Natural language region descriptions
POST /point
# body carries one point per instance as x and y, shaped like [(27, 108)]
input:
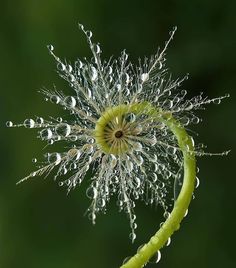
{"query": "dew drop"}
[(94, 73), (50, 47), (132, 236), (91, 192), (55, 99), (156, 257), (34, 160), (126, 260), (61, 66), (89, 34), (144, 77), (70, 102), (54, 158), (40, 121), (29, 123), (197, 182), (9, 124), (63, 129), (217, 101), (46, 134), (168, 242), (137, 146)]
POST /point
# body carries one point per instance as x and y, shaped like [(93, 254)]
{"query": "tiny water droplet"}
[(50, 47), (34, 160), (29, 123), (144, 77), (55, 99), (63, 129), (156, 257), (9, 124)]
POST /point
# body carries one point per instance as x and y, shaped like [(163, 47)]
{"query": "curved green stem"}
[(172, 224)]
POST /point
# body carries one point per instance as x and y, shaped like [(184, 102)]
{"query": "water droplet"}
[(197, 183), (46, 134), (91, 192), (63, 129), (217, 101), (129, 165), (61, 66), (94, 73), (70, 102), (89, 34), (156, 257), (54, 158), (29, 123), (144, 77), (55, 99), (168, 242), (132, 236), (113, 161), (34, 160), (69, 68), (50, 47), (137, 146), (40, 120), (9, 124), (126, 260), (138, 129)]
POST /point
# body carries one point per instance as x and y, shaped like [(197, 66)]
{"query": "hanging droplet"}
[(168, 242), (29, 123), (94, 73), (34, 160), (54, 158), (197, 182), (126, 260), (50, 47), (130, 117), (55, 99), (63, 129), (144, 77), (132, 236), (46, 134), (70, 102), (9, 124), (89, 34), (137, 146), (40, 121), (61, 66), (156, 257)]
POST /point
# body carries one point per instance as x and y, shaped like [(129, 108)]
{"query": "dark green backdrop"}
[(41, 227)]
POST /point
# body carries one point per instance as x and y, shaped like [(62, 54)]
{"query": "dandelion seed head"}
[(114, 132)]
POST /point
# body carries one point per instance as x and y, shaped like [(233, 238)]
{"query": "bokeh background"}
[(42, 227)]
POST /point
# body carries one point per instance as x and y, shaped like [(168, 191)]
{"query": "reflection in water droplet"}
[(156, 257), (9, 124), (63, 129), (29, 123)]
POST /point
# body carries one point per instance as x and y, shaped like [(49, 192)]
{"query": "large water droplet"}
[(50, 47), (9, 124), (137, 146), (55, 99), (70, 102), (144, 77), (156, 257), (29, 123), (46, 134), (63, 129), (54, 158)]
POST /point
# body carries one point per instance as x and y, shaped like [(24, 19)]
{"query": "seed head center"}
[(119, 134)]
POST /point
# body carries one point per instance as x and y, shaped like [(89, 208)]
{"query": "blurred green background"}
[(41, 227)]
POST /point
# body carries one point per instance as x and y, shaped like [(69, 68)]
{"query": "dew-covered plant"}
[(127, 128)]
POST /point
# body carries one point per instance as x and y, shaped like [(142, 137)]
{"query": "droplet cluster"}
[(151, 166)]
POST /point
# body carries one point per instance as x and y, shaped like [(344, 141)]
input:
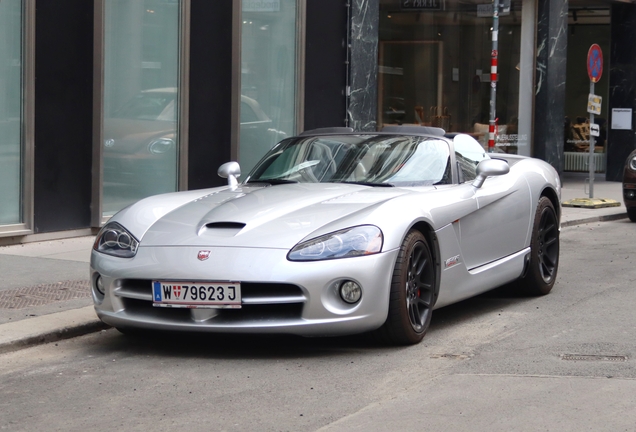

• **Prompt**
Output only the lines running from the top of the data above to the line with "like [(197, 66)]", inclusive, word for word and without pictures.

• **Your response**
POST /point
# body carries one point per instance as x and y, shaped like [(27, 108)]
input:
{"query": "dew drop"}
[(94, 73), (50, 47), (132, 236), (91, 192), (55, 99), (156, 257), (34, 160), (126, 260), (61, 66), (89, 34), (144, 77), (70, 102), (54, 158), (40, 121), (29, 123), (197, 182), (9, 124), (63, 129), (217, 101), (46, 134), (168, 242), (137, 146)]
POST /point
# body carries one point per instance as x and y, shaped like [(93, 254)]
{"query": "tiny water droplet"}
[(50, 47), (34, 160), (29, 123), (144, 77), (55, 99), (63, 129), (156, 257), (9, 124)]
POST /point
# body carries one point per instance as x and y, shaped like [(163, 47)]
{"query": "curved green stem"}
[(172, 224)]
POST /point
# body carries one point per instance as x and y, shaped like [(184, 102)]
{"query": "water droplet"}
[(197, 183), (46, 134), (91, 192), (63, 129), (217, 101), (129, 165), (61, 66), (94, 73), (70, 102), (89, 34), (156, 257), (54, 158), (29, 123), (144, 77), (55, 99), (168, 242), (132, 236), (113, 161), (34, 160), (69, 68), (50, 47), (137, 146), (40, 120), (9, 124), (126, 260), (138, 129)]
POST /point
# body carries one point per instance as x and y, shaped like [(197, 66)]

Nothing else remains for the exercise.